== INSTRUKSI TERTULIS 1 ==
Gantilah "innermost point" dengan "center point" pada catatan, mulai dari baris yang memuat "36, row 66." sampai baris yang memuat "column 65, row 28", lalu tuliskan kembali baris-baris tersebut tanpa mengubah bagian lainnya.

══ TEKS YANG DITAMPILKAN

Lahirnya Undang-Undang No.11 tahun 2006 tentang Pemerintahan
Aceh (UUPA) merupakan satu momentum sejarah yang cukup penting dalam perjalanan
bangsa Indonesia, khususnya bagi masyarakat Aceh, karena
dengan Undang-Undang ini kita sama-sama berharap dapat mengakhiri konflik
berdarah dari gerakan separatisme yang sudah menyengsarakan seluruh pihak,
sehingga terbuka kembalilah pintu menuju perdamaian yang hakiki di Aceh,
terciptanyan masyarakat yang madani, adil, bermatabat dan sejahtera, sekaligus
sebagai wahana pelaksanaan pembangunan yang dahulu semat terpinggirkan.

════

== INSTRUKSI TERTULIS 2 ==
Teruskan teks tentang Undang-Undang Pemerintahan Aceh mulai dari bagian terakhir yang ditampilkan.

══ CATATAN YANG DIBERIKAN

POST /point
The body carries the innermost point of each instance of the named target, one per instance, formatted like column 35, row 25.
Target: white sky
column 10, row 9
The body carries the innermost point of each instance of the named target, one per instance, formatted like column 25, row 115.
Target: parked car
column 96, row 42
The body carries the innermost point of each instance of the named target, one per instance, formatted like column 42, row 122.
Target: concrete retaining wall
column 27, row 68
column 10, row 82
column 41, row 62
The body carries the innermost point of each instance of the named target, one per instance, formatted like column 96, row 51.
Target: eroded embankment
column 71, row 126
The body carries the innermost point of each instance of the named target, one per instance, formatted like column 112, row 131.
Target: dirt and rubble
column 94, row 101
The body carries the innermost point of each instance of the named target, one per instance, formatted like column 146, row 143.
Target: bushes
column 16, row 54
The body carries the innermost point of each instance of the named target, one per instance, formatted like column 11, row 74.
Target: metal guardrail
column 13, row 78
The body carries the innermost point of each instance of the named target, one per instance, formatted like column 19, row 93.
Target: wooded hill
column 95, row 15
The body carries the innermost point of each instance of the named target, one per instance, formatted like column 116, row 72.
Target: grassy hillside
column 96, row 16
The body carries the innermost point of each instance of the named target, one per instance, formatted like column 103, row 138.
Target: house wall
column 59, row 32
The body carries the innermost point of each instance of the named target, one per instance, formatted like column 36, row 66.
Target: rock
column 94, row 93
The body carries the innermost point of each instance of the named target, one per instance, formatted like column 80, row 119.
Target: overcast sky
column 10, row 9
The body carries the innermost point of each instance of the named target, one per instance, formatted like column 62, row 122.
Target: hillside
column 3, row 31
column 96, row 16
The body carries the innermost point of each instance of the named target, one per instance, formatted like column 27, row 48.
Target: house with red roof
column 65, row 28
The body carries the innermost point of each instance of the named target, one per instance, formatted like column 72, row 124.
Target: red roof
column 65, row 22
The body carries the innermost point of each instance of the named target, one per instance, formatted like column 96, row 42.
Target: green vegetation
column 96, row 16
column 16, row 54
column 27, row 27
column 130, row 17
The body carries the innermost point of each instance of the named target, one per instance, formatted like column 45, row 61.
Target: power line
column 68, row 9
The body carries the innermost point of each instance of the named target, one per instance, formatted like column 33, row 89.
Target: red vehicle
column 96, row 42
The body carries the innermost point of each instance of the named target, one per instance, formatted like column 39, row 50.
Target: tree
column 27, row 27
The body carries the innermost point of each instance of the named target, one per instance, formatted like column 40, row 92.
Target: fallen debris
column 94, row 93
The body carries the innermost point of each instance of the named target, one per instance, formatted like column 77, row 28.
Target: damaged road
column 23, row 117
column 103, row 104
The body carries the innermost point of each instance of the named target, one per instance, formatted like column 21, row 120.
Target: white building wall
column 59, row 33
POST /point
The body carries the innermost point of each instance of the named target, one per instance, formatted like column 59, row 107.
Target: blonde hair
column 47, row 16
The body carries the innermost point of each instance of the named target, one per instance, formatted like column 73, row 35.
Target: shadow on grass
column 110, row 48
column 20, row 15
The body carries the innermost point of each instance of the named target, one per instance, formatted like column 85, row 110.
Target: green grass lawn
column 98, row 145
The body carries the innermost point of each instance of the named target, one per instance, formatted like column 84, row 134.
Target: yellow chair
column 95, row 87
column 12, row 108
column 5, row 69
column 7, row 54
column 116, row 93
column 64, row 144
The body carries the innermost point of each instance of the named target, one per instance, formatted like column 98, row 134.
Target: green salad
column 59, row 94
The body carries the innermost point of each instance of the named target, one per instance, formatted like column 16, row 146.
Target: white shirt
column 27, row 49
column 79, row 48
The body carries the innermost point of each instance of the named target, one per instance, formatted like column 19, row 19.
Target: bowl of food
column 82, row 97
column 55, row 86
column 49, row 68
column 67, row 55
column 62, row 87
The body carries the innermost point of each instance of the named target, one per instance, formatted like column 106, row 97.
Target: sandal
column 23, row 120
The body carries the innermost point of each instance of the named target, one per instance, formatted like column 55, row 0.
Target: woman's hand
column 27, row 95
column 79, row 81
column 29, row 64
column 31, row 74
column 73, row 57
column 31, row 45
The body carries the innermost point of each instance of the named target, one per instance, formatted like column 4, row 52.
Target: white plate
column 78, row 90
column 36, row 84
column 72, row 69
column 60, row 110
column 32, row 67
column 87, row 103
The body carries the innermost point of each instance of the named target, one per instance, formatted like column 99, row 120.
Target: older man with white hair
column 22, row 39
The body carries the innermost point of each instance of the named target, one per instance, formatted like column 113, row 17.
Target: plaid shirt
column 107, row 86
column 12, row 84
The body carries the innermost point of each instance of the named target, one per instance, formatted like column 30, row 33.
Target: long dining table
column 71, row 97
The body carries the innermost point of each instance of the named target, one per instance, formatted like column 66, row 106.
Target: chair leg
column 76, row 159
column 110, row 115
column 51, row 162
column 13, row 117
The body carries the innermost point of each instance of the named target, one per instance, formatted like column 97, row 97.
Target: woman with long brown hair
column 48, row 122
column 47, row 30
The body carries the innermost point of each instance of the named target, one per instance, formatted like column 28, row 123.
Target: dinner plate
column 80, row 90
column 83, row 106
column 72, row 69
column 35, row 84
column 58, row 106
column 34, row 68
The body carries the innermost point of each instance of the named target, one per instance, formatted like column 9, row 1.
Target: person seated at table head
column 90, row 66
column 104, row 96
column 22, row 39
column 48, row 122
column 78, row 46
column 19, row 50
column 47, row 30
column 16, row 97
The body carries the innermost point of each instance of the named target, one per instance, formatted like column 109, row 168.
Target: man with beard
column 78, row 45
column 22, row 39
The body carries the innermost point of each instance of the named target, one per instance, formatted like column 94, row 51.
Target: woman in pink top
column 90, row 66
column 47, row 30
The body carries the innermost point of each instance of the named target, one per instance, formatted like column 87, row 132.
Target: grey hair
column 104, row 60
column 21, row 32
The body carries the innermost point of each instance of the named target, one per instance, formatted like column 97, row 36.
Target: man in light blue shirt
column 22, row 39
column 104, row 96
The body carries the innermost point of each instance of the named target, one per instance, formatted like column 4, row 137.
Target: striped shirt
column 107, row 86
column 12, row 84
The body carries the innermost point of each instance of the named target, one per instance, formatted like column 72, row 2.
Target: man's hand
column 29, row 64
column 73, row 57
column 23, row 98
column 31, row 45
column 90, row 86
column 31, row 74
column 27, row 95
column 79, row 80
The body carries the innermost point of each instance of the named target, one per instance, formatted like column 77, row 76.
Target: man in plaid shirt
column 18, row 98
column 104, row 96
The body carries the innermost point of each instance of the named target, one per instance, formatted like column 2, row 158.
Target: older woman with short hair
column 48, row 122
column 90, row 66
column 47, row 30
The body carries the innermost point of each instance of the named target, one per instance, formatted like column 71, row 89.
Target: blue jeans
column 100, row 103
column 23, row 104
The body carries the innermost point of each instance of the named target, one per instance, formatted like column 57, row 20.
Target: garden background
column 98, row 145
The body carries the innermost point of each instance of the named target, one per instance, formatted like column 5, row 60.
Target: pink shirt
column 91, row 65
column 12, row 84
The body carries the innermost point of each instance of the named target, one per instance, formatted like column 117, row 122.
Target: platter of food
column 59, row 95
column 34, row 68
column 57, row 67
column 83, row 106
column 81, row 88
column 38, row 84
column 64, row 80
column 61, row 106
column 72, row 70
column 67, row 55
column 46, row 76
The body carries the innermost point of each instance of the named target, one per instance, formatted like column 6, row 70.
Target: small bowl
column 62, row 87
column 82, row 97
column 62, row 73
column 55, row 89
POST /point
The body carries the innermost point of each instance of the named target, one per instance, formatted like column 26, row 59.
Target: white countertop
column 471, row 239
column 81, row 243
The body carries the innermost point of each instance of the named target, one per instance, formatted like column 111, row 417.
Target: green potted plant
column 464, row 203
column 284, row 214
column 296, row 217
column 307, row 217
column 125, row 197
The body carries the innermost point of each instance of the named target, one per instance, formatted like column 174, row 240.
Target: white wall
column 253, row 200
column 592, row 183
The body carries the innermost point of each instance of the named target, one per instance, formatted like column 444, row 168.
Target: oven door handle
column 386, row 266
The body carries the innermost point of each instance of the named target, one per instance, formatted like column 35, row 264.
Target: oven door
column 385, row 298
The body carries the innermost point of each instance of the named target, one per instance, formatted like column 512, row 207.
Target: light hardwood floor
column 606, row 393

════

== KELUARAN 1 ==
The body carries the center point of each instance of the named target, one per instance, formatted like column 36, row 66.
Target: rock
column 94, row 93
The body carries the center point of each instance of the named target, one per instance, formatted like column 80, row 119.
Target: overcast sky
column 10, row 9
The body carries the center point of each instance of the named target, one per instance, formatted like column 62, row 122.
Target: hillside
column 3, row 31
column 96, row 16
The body carries the center point of each instance of the named target, one per instance, formatted like column 27, row 48.
Target: house with red roof
column 65, row 28

== KELUARAN 2 ==
UUPA sejauh ini cukup sukses dalam menyelesaikan
permasalahan separatisme di Aceh, hal ini dapat kita lihat setelah
adanya Otsus yang diberikan melalu UUPA, terjadi transformasi, kekuatan GAM ke
dalam struktur pemerintahan modern dalam NKRI yang buahnya adalah peningkatan
integrasi dan sinergitas bersama seluruh elemen. Dan tentu saja seluruh
masyarakat Aceh berharap bahwa dengan adanya UUPA mampu menjadi titik
pijak/fondasi untuk menciptakan Aceh yang sejahtera, coba saja kita bandingkan
dengan UU Otsus Papua yang hingga saat ini masih belum mampu menjawab tuntutan
pemenuhan pembangunan dan kesejateraan masyarakat serta penghapusan gerakan
separatisme OPM.
Kemudian dalam urgensitas dalam aspek percepatan
pembangunan maka pemberian kewenangan yang besar ini berakibat pula dengan
perubahan pola financieele verhouding (perimbangan keuangan)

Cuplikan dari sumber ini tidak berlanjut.